#### STATED EXERCISE
Could you write out every entry exactly as it stands?

#### SUPPLIED DATA
==============================

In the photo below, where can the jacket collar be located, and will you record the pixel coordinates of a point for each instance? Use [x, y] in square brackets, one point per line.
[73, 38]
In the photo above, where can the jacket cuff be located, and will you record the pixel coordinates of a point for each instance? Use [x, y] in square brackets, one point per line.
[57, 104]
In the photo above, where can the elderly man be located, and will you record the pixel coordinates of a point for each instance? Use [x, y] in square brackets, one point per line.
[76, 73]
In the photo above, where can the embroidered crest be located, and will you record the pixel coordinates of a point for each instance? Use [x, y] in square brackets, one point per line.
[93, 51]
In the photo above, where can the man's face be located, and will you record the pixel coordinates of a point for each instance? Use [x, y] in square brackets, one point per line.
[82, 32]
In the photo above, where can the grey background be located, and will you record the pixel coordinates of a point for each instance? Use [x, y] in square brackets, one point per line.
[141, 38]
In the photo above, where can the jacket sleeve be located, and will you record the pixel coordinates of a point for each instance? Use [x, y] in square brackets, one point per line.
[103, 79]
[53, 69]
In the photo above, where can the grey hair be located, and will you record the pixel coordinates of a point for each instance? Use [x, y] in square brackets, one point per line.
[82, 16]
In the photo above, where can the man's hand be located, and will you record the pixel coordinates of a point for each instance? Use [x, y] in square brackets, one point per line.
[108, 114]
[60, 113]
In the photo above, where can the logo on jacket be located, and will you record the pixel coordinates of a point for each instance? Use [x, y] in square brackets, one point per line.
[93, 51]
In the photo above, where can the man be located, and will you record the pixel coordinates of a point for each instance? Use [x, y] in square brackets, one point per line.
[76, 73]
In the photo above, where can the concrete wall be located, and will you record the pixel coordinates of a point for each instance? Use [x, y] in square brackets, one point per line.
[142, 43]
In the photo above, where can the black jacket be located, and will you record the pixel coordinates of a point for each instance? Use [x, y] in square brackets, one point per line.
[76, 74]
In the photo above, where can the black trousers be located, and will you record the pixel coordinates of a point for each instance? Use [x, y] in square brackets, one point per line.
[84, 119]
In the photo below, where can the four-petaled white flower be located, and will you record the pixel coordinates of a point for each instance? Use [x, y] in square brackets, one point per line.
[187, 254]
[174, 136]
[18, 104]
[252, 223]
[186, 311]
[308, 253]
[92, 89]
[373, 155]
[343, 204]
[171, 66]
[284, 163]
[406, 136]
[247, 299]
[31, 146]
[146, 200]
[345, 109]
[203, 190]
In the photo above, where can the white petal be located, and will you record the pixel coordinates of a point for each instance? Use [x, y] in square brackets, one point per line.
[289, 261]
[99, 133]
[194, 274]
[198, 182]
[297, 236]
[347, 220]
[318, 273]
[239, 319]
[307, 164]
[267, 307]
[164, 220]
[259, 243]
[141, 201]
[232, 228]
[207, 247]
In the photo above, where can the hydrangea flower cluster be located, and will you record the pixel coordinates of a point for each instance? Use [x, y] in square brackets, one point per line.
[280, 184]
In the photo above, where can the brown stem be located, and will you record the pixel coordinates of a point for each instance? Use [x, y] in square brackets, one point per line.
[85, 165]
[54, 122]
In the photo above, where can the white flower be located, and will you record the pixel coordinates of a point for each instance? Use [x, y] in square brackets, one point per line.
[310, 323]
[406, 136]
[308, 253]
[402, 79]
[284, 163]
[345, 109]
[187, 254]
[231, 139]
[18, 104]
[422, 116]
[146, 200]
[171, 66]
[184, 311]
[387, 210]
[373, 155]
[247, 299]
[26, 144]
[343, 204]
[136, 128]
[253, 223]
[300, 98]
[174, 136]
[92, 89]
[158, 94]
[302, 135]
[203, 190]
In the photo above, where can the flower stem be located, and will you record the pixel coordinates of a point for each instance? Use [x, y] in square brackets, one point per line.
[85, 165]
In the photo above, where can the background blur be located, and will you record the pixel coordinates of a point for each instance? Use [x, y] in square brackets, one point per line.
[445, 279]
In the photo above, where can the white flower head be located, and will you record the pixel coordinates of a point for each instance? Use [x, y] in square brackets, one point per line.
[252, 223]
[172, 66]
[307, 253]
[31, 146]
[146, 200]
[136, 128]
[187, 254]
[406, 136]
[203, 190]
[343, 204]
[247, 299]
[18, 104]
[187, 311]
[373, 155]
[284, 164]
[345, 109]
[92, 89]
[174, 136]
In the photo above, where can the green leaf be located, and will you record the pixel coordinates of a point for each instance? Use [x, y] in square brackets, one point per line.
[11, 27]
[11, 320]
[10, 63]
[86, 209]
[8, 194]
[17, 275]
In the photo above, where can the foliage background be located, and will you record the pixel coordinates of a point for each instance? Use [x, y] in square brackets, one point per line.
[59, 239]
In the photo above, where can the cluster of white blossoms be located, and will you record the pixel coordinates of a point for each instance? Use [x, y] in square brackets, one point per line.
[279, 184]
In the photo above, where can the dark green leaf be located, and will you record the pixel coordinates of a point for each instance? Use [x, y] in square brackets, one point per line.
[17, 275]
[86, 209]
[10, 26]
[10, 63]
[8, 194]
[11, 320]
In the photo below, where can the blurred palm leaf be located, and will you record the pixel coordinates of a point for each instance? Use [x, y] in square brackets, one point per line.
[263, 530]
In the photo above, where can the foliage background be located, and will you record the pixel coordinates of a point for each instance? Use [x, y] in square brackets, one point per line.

==============================

#### RESULT FOR THIS EXERCISE
In the photo below, where can the jacket collar be located, and will you record the pixel coordinates of a point for each instance? Use [x, y] in square brackets, one point per line.
[73, 38]
In the photo above, where can the jacket cuff be located, and will you record the pixel coordinates of a point for each instance? Use [x, y] in square brackets, one point per line.
[57, 104]
In the photo above, where can the elderly man be located, and will you record the pixel coordinates of a point for each instance? Use [x, y] in square brackets, one point per line.
[76, 73]
In the photo above, where can the embroidered crest be located, and will you record the pixel coordinates of a point for each instance? Use [x, y] in square brackets, one point per line.
[93, 51]
In the photo above, where can the man's face be located, and will you record the pixel coordinates of a point for each instance? Use [x, y] in square brackets, one point per line.
[82, 32]
In the photo above, where can the grey background be located, and will you record the pixel coordinates of a point for each instance? Use [x, y] in square brackets, one point per line.
[141, 38]
In the photo above, where can the jacket sleeve be located, and will you record the pixel coordinates of a point for each instance? Use [x, y] in square brackets, one point per line.
[103, 79]
[53, 69]
In the photo above, where can the grey hair be located, and will you record the pixel coordinates of a point for each instance? Use [x, y] in square brackets, one point per line.
[82, 16]
In the photo above, where can the man's hand be located, and will you record the pixel coordinates of a point for each instance? Use [x, y] in square brackets, one point per line.
[108, 114]
[60, 113]
In the photo above, where can the logo on jacket be located, and will you record the pixel coordinates of a point for each instance? Use [x, y] in square brackets, one point per line.
[93, 51]
In the photo above, where can the man be located, and will you record the pixel coordinates of a point for each instance? Use [x, y] in square brackets, one point per line.
[76, 73]
In the photo above, where can the concrete wall be located, and will you record the pixel coordinates of a point for each instance? Use [x, y] in square brackets, one point per line.
[142, 43]
In the photo above, where can the black jacket be located, and will you record the pixel coordinates of a point for each instance? Use [x, y] in square brackets, one point per line.
[76, 74]
In the photo above, where can the black trousers be located, and will you record the pixel coordinates of a point for each instance? Use [x, y] in square brackets, one point per line.
[84, 119]
In the photo below, where can the four-petaled white flower be located, and will you record the pixel coordinates of a point for each instance? Use [x, y] in square brackets, one point per line.
[187, 254]
[174, 136]
[18, 104]
[252, 223]
[186, 311]
[308, 253]
[92, 89]
[373, 155]
[343, 204]
[171, 66]
[284, 163]
[406, 136]
[247, 299]
[31, 146]
[146, 200]
[345, 109]
[203, 190]
In the photo above, where can the white petal be located, and will you record the pixel coordinates of a point for each instance? Use [x, y] in square brackets, one point per line.
[289, 261]
[99, 133]
[194, 274]
[198, 182]
[297, 236]
[347, 220]
[318, 273]
[239, 319]
[307, 164]
[267, 307]
[164, 220]
[259, 243]
[141, 201]
[232, 228]
[207, 247]
In the photo above, where can the hydrangea flower cluster be located, and will you record the pixel coordinates of a point for each instance? Use [x, y] in square brackets, one point per line.
[280, 184]
In the photo above, where can the brown stem be located, and will you record the pixel coordinates of a point for each instance? Use [x, y] in square brackets, one point per line.
[85, 165]
[54, 122]
In the photo above, where can the white flower be located, and will you record the pixel coordinates of a point for each instance? Use [x, y] in square brackets, one point per line.
[310, 323]
[406, 136]
[308, 253]
[402, 79]
[284, 163]
[345, 109]
[187, 254]
[231, 139]
[18, 104]
[422, 116]
[146, 200]
[171, 66]
[184, 311]
[387, 210]
[373, 155]
[247, 299]
[26, 144]
[343, 204]
[136, 128]
[253, 223]
[300, 98]
[174, 136]
[92, 89]
[158, 94]
[302, 135]
[203, 190]
In the photo above, where can the flower stem be located, and will you record the pixel coordinates of a point for each instance? Use [x, y] in square brackets, one point per line.
[85, 165]
In the photo above, where can the background blur be located, and will you record the pixel coordinates of a point for each instance? Use [x, y] in square brackets, one point per line.
[445, 279]
In the photo above, where can the white flower head be located, and will you record the pixel coordinates of a point for each instance? Use [x, y] in square brackets, one point per line.
[252, 223]
[172, 66]
[307, 253]
[31, 146]
[146, 200]
[136, 128]
[187, 254]
[406, 136]
[203, 190]
[343, 204]
[247, 299]
[18, 104]
[187, 311]
[373, 155]
[284, 164]
[345, 109]
[92, 89]
[174, 136]
In the photo above, where can the green leaf be located, and will you record the pixel coordinates of a point for each instance? Use [x, y] in square brackets, one point per line.
[11, 27]
[11, 320]
[10, 63]
[86, 209]
[8, 194]
[17, 275]
In the photo above, where can the foliage background be located, and will you record the pixel coordinates of a point for each instance? Use [x, y] in square brackets, one point per line.
[59, 239]
In the photo above, where can the cluster of white blossoms be located, and will you record the pixel coordinates of a point for each instance? Use [x, y] in square brackets, one point per line.
[279, 184]
In the photo above, where can the dark green leaf be located, and will you record the pixel coordinates of a point for each instance? Use [x, y] in square brackets, one point per line.
[17, 275]
[86, 209]
[10, 26]
[10, 63]
[8, 194]
[11, 320]
In the photo below, where can the blurred palm leaf be located, and will you record the pixel coordinates of a point for each instance? Use [x, y] in square brackets, one point per line.
[263, 530]
In the photo above, where can the foliage background be located, and will you record the pixel coordinates of a point for each instance? Use [x, y] in square brackets, one point per line.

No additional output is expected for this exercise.